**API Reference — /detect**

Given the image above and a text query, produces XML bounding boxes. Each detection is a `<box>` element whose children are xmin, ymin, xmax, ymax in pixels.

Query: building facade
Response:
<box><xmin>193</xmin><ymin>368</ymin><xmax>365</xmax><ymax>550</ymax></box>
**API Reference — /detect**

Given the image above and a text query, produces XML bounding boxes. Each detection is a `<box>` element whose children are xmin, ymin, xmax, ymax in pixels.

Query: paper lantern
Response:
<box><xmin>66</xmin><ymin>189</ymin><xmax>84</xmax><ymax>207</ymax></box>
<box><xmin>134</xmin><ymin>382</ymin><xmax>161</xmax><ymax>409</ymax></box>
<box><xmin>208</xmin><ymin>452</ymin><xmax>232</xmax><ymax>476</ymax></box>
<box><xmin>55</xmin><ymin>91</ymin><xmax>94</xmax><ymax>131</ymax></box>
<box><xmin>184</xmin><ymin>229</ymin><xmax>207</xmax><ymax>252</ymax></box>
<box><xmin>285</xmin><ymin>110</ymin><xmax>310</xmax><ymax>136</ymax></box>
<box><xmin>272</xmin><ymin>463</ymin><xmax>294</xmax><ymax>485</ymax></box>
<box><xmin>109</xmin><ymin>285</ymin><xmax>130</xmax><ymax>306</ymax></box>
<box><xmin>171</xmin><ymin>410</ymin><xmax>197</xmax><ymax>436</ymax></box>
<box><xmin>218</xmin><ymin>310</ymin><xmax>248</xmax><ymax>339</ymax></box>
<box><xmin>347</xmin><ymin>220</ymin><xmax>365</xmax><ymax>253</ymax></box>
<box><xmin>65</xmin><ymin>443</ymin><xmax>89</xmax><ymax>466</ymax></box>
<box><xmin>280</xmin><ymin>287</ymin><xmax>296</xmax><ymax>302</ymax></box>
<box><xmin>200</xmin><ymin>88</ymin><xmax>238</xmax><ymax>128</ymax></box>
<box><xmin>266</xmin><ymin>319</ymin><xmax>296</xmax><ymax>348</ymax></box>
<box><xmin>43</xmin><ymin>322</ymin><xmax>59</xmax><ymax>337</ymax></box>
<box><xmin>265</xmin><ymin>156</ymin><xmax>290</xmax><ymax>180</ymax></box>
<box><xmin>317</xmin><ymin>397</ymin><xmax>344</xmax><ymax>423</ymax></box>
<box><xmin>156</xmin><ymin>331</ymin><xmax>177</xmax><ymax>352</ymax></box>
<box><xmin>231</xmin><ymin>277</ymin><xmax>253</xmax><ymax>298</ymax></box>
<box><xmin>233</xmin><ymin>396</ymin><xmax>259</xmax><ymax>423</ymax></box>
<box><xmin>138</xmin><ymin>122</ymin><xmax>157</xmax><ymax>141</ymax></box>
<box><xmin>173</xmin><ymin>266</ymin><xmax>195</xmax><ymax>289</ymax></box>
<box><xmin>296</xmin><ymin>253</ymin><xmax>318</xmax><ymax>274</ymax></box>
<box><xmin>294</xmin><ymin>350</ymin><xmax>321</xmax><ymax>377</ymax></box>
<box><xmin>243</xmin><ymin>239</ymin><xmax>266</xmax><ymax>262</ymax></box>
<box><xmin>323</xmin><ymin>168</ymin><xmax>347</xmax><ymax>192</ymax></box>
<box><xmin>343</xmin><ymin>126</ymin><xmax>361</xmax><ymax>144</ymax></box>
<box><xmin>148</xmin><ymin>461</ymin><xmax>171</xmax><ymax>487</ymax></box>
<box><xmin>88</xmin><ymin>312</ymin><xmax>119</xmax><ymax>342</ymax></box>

◆ **WORK INSTRUCTION**
An exact repetition of the material above is required, from its first line through the line holding "Query: paper lantern", with nothing added.

◆ **SOLUTION FOR THIS TASK**
**API Reference — /detect**

Given the image above and a text query, produces XML bounding boxes. Each detection is a `<box>` element whose children are xmin, ymin, xmax, ymax in pixels.

Query: building facade
Response:
<box><xmin>193</xmin><ymin>368</ymin><xmax>365</xmax><ymax>550</ymax></box>
**API Reference — /detect**

Given the image above and a text query, produces XML bounding boxes. Each detection is a `<box>` element whose children are xmin, ymin, xmax, ymax in pixels.

Query: paper lantern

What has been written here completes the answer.